- **Problem requirements**: Only the lines from the one containing "driveway is in this image, bounding box pls" through the last line of the entries are wanted. Transcribe them exactly.
+++ Record excerpts +++
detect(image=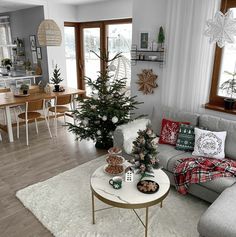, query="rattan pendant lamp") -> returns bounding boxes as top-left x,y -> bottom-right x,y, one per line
37,2 -> 62,46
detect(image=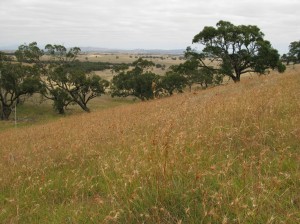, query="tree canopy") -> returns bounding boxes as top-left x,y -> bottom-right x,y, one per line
160,71 -> 187,95
170,58 -> 222,90
15,42 -> 109,114
283,40 -> 300,65
189,20 -> 285,82
111,58 -> 160,100
0,24 -> 294,120
0,51 -> 41,120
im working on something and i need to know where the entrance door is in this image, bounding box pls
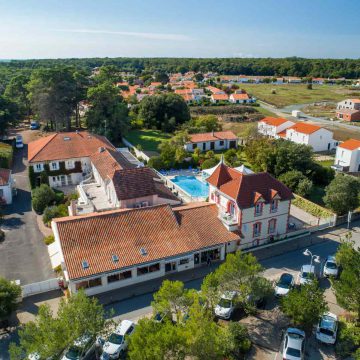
[67,175,72,185]
[165,262,177,273]
[328,143,330,150]
[229,140,236,149]
[60,175,66,186]
[194,253,200,265]
[210,142,215,150]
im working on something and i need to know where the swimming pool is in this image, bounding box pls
[171,175,209,198]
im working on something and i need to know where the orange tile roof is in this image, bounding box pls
[349,99,360,103]
[28,132,114,163]
[207,164,293,209]
[230,93,250,100]
[277,130,287,138]
[338,139,360,151]
[54,203,239,280]
[150,82,162,87]
[0,168,11,186]
[175,89,192,95]
[90,148,136,180]
[211,94,229,101]
[259,117,290,127]
[207,86,224,94]
[287,123,321,135]
[188,131,238,143]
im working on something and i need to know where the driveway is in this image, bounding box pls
[0,133,53,285]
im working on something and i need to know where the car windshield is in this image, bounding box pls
[218,298,232,308]
[287,347,301,357]
[108,333,124,345]
[278,274,293,288]
[320,328,334,336]
[326,262,337,269]
[65,346,81,360]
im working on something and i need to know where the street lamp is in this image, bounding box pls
[303,248,320,268]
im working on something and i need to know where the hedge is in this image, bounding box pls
[292,195,334,219]
[0,142,13,169]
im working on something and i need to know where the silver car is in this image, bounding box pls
[282,328,305,360]
[316,312,338,344]
[323,256,339,278]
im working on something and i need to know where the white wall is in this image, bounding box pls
[185,139,237,153]
[335,147,360,172]
[0,183,12,204]
[286,128,335,152]
[258,121,294,138]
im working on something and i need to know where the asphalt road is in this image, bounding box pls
[0,143,53,285]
+++
- **The answer**:
im working on something and i need to know where the driveway is in this image, bounding box pls
[0,133,53,285]
im working on something and i need to know where the car windshield is in this image, bounding box pls
[218,298,232,308]
[287,347,301,357]
[108,333,124,345]
[278,274,293,288]
[320,328,334,336]
[326,262,337,269]
[65,346,81,360]
im working on something and i need to know where the street lamp is in this image, bounding box pls
[303,248,320,268]
im working on something and i need to know where the hedge is in this image, bounding box pls
[292,195,334,219]
[0,142,13,169]
im working on something and i need to know where the silver car is in this image, bounding box pls
[282,328,305,360]
[316,312,338,344]
[323,256,339,278]
im working on something and i need to know where the white wall is in this image, bounding box pls
[185,139,237,153]
[335,147,360,172]
[0,183,12,204]
[286,128,335,152]
[258,121,294,138]
im working on something and i need to know where the asphalt road is in this image, bounding box pls
[0,143,53,285]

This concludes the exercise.